■ TASK DETAILS ■
Would you give all of the records again, exactly as they read?

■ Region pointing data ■

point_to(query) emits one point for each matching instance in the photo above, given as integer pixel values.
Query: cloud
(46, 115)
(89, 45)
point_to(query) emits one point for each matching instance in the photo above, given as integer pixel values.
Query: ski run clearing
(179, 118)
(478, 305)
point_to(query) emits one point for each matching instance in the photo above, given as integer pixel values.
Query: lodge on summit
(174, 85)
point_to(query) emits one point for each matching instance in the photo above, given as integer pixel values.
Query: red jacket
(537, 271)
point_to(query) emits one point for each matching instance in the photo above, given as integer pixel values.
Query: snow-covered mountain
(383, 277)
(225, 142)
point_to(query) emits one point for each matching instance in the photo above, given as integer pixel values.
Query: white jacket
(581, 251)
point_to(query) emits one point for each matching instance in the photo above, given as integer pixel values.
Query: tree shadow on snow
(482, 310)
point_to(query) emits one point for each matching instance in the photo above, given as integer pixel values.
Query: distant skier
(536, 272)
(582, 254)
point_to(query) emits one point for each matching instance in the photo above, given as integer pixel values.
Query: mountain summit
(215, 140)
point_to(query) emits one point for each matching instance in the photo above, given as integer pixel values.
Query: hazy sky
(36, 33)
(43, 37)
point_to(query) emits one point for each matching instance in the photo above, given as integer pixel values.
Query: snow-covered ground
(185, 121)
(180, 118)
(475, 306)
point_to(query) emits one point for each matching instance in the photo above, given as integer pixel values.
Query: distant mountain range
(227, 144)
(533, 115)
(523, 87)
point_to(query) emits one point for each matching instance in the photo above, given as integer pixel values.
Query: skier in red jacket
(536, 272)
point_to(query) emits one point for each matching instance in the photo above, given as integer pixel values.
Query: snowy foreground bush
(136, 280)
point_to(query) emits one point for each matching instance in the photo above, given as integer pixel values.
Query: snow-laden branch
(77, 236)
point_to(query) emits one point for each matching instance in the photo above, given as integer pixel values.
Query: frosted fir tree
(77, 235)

■ THE ANSWER ■
point_to(query) emits one point for each matching instance in the photo above, given as integer pixel values.
Query: cloud
(46, 115)
(89, 45)
point_to(query) emits one point for each matching instance in the photo above, given as integer pixel values.
Query: ski run clearing
(179, 118)
(478, 305)
point_to(query) emits one point for each matching instance in the photo above, given as integer pixel values.
Query: lodge on summit
(174, 85)
point_to(query) emits one point for each matching instance in the photo above, given as integer pixel values.
Query: red jacket
(537, 271)
point_to(query) emits one point for each matching instance in the photo above, given as integer pixel values.
Query: snow-covered mountain
(383, 277)
(225, 142)
point_to(query) emits one point for each matching instance in the photo above, given as integer pixel values.
Query: white jacket
(581, 251)
point_to(query) emits one point for each matching instance in the photo above, given as integer pixel values.
Query: tree shadow on snow
(482, 310)
point_to(query) emits one point for each matching instance in the photo above, given as integer pixel values.
Query: distant skier
(536, 272)
(582, 254)
point_to(query) emits one point for each matching instance in the photo above, given as integer pixel values.
Query: mountain summit
(215, 140)
point_to(query) emits one point for each matching instance in the photo above, given as integer pixel values.
Query: hazy sky
(36, 33)
(43, 37)
point_to(query) emits one point for each matching instance in the photo above, given as integer pixel values.
Query: snow-covered ground
(185, 121)
(180, 118)
(475, 306)
point_to(query) emits one point for each matching instance in the photo above, given as integer pixel values.
Query: distant mountain range
(227, 144)
(533, 115)
(523, 87)
point_to(query) emits one point for each matching instance in the photo above, given as integer pixel values.
Query: skier in red jacket
(536, 272)
point_to(query) emits one point for each matching instance in the photo above, given as integer pixel values.
Query: snowy foreground bush
(136, 280)
point_to(query) emits one point for each matching instance in the photo above, given as integer pixel values.
Query: snow-laden branch
(77, 236)
point_to(query) emits one point for each matching instance in the photo above, given as integer pixel values.
Query: frosted fir tree
(77, 235)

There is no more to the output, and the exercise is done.